> Given request
Reproduce exactly the lines below, starting with the line that contains "coat in the photo above." and ending with the last line of the records, both included, and nothing else.

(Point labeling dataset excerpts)
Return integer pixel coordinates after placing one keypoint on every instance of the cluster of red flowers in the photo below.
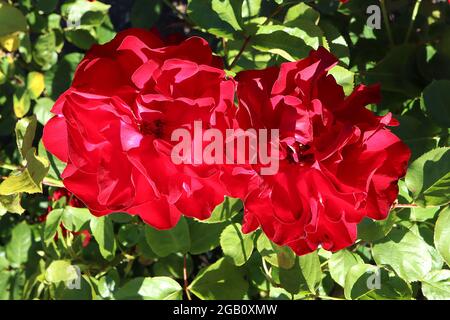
(338, 161)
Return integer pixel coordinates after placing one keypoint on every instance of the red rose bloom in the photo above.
(338, 161)
(113, 127)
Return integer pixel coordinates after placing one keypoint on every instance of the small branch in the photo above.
(386, 22)
(413, 19)
(406, 205)
(236, 58)
(52, 182)
(7, 166)
(185, 277)
(179, 13)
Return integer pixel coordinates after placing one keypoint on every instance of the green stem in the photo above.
(7, 166)
(413, 19)
(180, 14)
(185, 278)
(53, 182)
(386, 22)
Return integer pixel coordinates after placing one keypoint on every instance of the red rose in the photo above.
(338, 161)
(113, 127)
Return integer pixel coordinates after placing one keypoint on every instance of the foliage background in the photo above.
(40, 46)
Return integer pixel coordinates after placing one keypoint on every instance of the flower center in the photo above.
(154, 128)
(298, 153)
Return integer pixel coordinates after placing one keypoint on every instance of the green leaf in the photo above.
(219, 281)
(428, 178)
(44, 51)
(397, 71)
(12, 20)
(251, 8)
(229, 208)
(173, 266)
(18, 247)
(84, 292)
(335, 42)
(305, 275)
(108, 283)
(369, 282)
(291, 43)
(145, 13)
(60, 270)
(30, 179)
(52, 222)
(10, 204)
(129, 234)
(82, 38)
(406, 252)
(442, 234)
(35, 84)
(204, 236)
(84, 12)
(21, 102)
(218, 17)
(42, 110)
(435, 101)
(301, 12)
(423, 214)
(165, 242)
(46, 6)
(276, 255)
(344, 77)
(236, 245)
(372, 230)
(340, 263)
(25, 130)
(76, 219)
(5, 282)
(157, 288)
(436, 286)
(103, 231)
(59, 77)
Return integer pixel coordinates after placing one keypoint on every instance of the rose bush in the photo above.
(118, 91)
(339, 162)
(113, 127)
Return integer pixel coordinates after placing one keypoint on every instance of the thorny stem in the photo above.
(48, 181)
(185, 277)
(53, 182)
(413, 19)
(386, 22)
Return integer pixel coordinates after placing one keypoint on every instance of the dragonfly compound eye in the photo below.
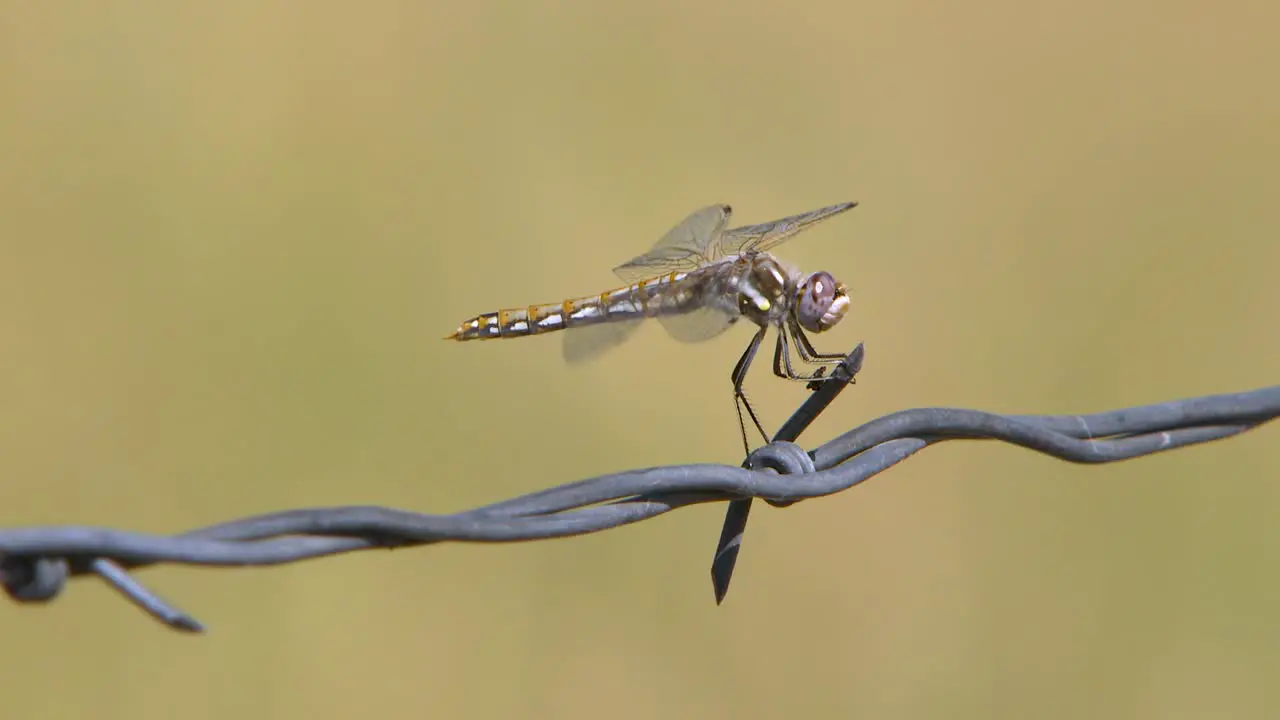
(821, 302)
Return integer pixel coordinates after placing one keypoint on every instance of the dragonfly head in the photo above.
(821, 301)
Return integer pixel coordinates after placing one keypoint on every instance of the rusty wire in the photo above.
(36, 563)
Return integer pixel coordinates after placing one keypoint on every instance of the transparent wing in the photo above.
(698, 326)
(773, 233)
(685, 246)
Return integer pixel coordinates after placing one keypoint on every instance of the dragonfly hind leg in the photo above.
(740, 401)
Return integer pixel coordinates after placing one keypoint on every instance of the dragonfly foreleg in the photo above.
(782, 360)
(805, 350)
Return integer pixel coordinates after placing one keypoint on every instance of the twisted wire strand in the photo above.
(36, 563)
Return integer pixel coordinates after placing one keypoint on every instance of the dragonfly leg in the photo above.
(782, 360)
(740, 401)
(805, 349)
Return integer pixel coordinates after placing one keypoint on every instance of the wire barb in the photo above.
(35, 563)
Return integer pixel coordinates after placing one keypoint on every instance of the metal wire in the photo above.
(35, 563)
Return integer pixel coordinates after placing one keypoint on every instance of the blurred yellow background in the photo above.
(234, 235)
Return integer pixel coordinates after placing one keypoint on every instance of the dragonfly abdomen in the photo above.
(645, 299)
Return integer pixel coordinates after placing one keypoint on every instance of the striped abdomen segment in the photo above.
(647, 299)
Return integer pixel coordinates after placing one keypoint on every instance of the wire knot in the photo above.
(782, 458)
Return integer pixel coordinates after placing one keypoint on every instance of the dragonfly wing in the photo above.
(698, 326)
(685, 246)
(771, 235)
(589, 342)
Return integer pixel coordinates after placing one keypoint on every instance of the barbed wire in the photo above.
(36, 563)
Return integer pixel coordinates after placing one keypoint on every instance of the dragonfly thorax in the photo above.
(764, 290)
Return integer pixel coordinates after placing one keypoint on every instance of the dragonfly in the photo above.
(698, 281)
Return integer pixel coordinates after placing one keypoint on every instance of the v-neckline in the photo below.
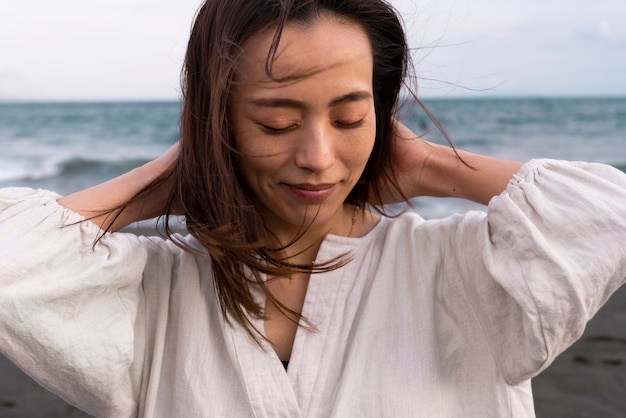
(274, 391)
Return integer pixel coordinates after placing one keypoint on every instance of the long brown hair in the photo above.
(220, 213)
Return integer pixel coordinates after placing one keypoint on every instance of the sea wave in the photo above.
(68, 168)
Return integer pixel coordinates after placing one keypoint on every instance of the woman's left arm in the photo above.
(422, 168)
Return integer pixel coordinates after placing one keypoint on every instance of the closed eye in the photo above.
(349, 125)
(277, 131)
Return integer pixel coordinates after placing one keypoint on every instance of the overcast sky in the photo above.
(133, 49)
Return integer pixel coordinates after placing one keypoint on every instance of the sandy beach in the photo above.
(588, 380)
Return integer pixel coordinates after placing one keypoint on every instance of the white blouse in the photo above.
(445, 318)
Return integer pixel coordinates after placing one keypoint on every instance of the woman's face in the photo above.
(304, 142)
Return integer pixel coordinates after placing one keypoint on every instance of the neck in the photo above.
(300, 243)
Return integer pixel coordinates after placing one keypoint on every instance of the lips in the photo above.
(312, 192)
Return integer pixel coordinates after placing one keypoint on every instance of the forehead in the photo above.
(304, 50)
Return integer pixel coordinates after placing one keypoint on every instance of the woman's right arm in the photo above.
(96, 203)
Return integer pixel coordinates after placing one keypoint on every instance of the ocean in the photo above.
(69, 146)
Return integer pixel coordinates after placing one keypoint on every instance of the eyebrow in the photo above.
(296, 104)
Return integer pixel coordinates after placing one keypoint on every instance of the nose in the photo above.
(315, 150)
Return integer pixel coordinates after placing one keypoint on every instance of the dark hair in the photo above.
(219, 211)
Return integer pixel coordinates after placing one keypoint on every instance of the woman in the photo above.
(287, 131)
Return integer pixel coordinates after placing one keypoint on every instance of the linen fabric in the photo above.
(440, 318)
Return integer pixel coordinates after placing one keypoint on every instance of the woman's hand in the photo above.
(421, 168)
(101, 203)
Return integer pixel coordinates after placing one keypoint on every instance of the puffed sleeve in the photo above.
(553, 249)
(71, 312)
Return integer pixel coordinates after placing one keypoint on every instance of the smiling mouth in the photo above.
(312, 193)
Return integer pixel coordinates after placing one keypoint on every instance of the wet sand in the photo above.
(588, 380)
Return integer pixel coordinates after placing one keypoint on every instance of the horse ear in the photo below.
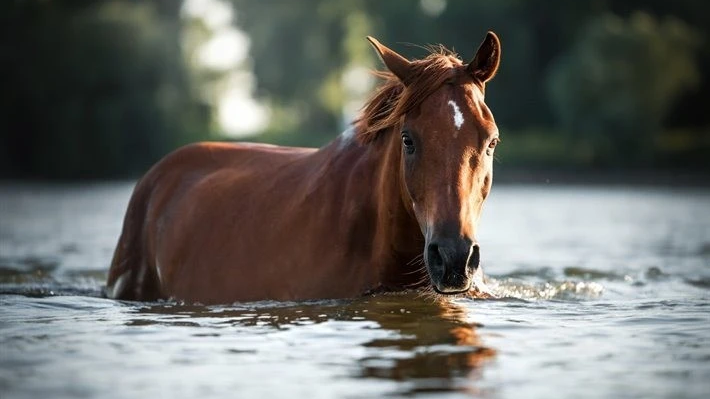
(398, 65)
(485, 64)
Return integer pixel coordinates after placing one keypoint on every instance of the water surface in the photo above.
(605, 292)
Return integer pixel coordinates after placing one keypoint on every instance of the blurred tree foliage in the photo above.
(101, 88)
(618, 82)
(93, 88)
(605, 82)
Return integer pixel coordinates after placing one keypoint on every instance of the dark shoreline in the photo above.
(641, 178)
(532, 176)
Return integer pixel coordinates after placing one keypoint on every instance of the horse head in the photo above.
(447, 136)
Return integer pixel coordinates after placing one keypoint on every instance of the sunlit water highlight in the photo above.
(604, 292)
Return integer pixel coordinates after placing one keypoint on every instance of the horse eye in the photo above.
(408, 143)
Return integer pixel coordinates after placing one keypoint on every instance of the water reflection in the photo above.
(427, 345)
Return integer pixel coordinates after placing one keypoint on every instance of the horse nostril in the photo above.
(475, 258)
(435, 258)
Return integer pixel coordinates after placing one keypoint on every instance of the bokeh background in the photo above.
(95, 89)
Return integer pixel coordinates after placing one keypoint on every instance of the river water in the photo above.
(604, 293)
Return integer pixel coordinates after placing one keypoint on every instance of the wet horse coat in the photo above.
(390, 204)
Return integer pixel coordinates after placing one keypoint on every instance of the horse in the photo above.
(391, 204)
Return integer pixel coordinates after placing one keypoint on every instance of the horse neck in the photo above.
(397, 239)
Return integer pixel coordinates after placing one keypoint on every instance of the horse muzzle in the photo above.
(451, 264)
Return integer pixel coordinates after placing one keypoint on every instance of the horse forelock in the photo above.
(392, 99)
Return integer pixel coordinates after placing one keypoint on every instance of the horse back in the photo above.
(188, 182)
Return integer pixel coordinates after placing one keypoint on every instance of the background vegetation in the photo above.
(103, 88)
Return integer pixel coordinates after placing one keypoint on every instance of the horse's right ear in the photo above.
(397, 64)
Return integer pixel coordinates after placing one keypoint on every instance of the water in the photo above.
(605, 292)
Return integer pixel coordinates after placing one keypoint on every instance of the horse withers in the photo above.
(392, 203)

> Result of this exercise
Return integer pixel coordinates after placing one keypoint on every instance of the wet horse coat in the photo above.
(390, 204)
Return integer pixel coordinates after placing one keypoint on every instance of the horse in the photo above.
(391, 204)
Return integer pixel coordinates after placing one keypoint on every instance of the horse neck in the photo above.
(397, 239)
Return integer pixel coordinates after placing one keypoint on every instance of the horse muzzle in the photo above.
(451, 264)
Return integer pixel coordinates after placing one keypoint on every instance of the horse forelock in the photo above.
(392, 99)
Return integer pixel coordinates after placing one keypoint on every instance of the horse back in the photo above.
(188, 182)
Return integer pixel coordinates after placing one keypoint on every instance of the background vegetation in the photo above.
(103, 88)
Return integer pixel coordinates after placing one keypoint on every instance of the horse's right ear in the photo above.
(397, 64)
Return integer pixel coordinates after placing one keypoint on every instance of the water in the photo above.
(605, 292)
Return integer pixel coordinates after placing one keypoint on every instance of the horse withers in the photo above.
(392, 203)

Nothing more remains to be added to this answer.